> **Data items**
>> start

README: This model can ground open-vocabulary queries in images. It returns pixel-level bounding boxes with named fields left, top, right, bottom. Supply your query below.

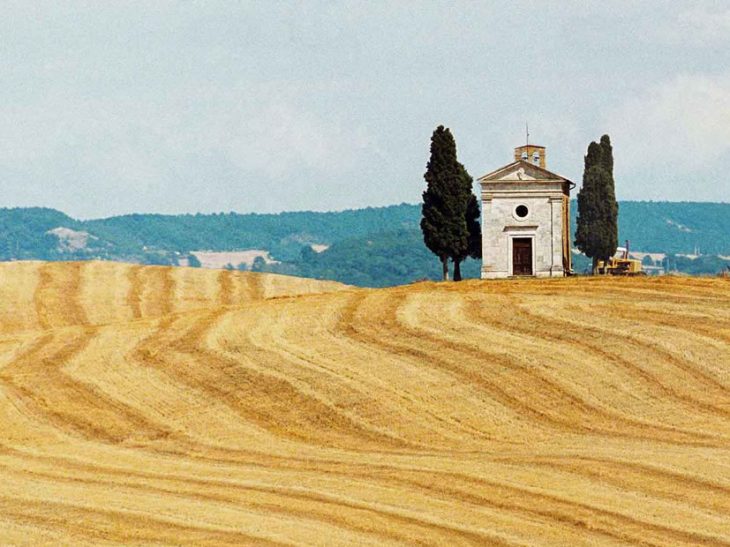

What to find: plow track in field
left=0, top=262, right=730, bottom=545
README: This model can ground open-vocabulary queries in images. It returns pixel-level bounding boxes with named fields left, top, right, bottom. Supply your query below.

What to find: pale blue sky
left=0, top=0, right=730, bottom=218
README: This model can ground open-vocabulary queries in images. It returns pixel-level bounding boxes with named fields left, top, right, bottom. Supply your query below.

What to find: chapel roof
left=477, top=160, right=575, bottom=188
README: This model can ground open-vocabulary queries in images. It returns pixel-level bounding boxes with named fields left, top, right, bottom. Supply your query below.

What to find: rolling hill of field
left=0, top=262, right=730, bottom=545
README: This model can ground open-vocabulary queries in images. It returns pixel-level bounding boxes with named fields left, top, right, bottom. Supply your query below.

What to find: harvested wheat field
left=0, top=262, right=730, bottom=545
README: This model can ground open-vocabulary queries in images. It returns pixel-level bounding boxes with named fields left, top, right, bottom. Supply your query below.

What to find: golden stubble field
left=0, top=262, right=730, bottom=545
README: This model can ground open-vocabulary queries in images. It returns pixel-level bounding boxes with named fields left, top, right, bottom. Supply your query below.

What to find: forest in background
left=0, top=201, right=730, bottom=287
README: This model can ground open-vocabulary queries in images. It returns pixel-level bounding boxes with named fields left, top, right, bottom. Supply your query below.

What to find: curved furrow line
left=494, top=305, right=730, bottom=420
left=337, top=293, right=600, bottom=435
left=0, top=494, right=288, bottom=545
left=127, top=265, right=142, bottom=319
left=126, top=309, right=416, bottom=447
left=612, top=308, right=730, bottom=344
left=1, top=462, right=507, bottom=545
left=246, top=273, right=266, bottom=300
left=0, top=327, right=171, bottom=444
left=218, top=270, right=235, bottom=306
left=465, top=301, right=729, bottom=446
left=494, top=455, right=730, bottom=514
left=345, top=288, right=716, bottom=446
left=419, top=299, right=728, bottom=446
left=2, top=432, right=727, bottom=545
left=33, top=262, right=87, bottom=329
left=228, top=292, right=498, bottom=448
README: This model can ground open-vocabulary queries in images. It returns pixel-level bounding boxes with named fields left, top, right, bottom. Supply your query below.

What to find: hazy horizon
left=0, top=1, right=730, bottom=219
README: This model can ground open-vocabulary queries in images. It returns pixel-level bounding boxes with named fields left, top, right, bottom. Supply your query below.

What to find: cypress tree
left=575, top=135, right=618, bottom=274
left=421, top=125, right=469, bottom=281
left=452, top=164, right=482, bottom=281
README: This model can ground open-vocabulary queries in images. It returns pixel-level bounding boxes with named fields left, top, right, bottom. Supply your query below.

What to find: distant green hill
left=0, top=202, right=730, bottom=286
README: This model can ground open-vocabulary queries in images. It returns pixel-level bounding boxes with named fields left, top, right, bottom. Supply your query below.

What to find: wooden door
left=512, top=237, right=532, bottom=275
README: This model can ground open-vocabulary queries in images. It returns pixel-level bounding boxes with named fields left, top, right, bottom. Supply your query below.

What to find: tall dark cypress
left=575, top=135, right=618, bottom=274
left=451, top=164, right=482, bottom=281
left=421, top=125, right=469, bottom=280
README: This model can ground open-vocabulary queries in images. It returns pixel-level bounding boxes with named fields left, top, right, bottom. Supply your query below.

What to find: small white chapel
left=478, top=144, right=575, bottom=279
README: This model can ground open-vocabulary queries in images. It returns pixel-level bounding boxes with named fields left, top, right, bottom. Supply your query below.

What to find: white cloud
left=605, top=74, right=730, bottom=171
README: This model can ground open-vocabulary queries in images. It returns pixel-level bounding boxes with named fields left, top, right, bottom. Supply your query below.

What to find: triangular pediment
left=478, top=160, right=570, bottom=182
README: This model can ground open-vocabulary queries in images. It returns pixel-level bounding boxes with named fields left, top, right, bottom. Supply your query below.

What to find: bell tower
left=515, top=144, right=546, bottom=169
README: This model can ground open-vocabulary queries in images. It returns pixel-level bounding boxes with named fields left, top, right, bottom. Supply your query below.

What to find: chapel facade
left=478, top=144, right=575, bottom=279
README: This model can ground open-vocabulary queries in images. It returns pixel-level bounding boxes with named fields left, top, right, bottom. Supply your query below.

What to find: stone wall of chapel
left=482, top=182, right=567, bottom=278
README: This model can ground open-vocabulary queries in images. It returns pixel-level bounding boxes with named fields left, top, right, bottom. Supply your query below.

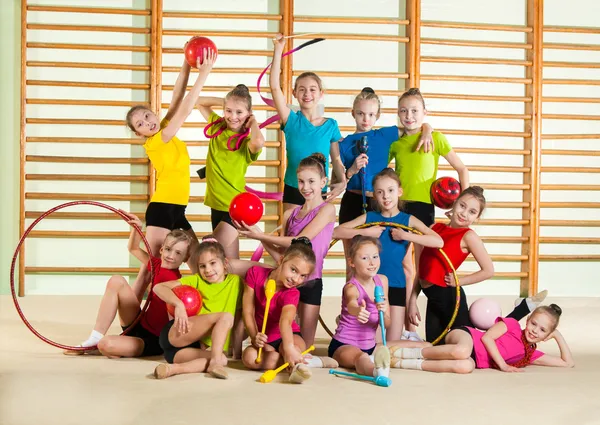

>> end

> **DIRECTIONS FOR THIS TASK**
Determine how many lines of the material contain the string "white". Give only the number.

> **COMPLETE RESPONSE**
2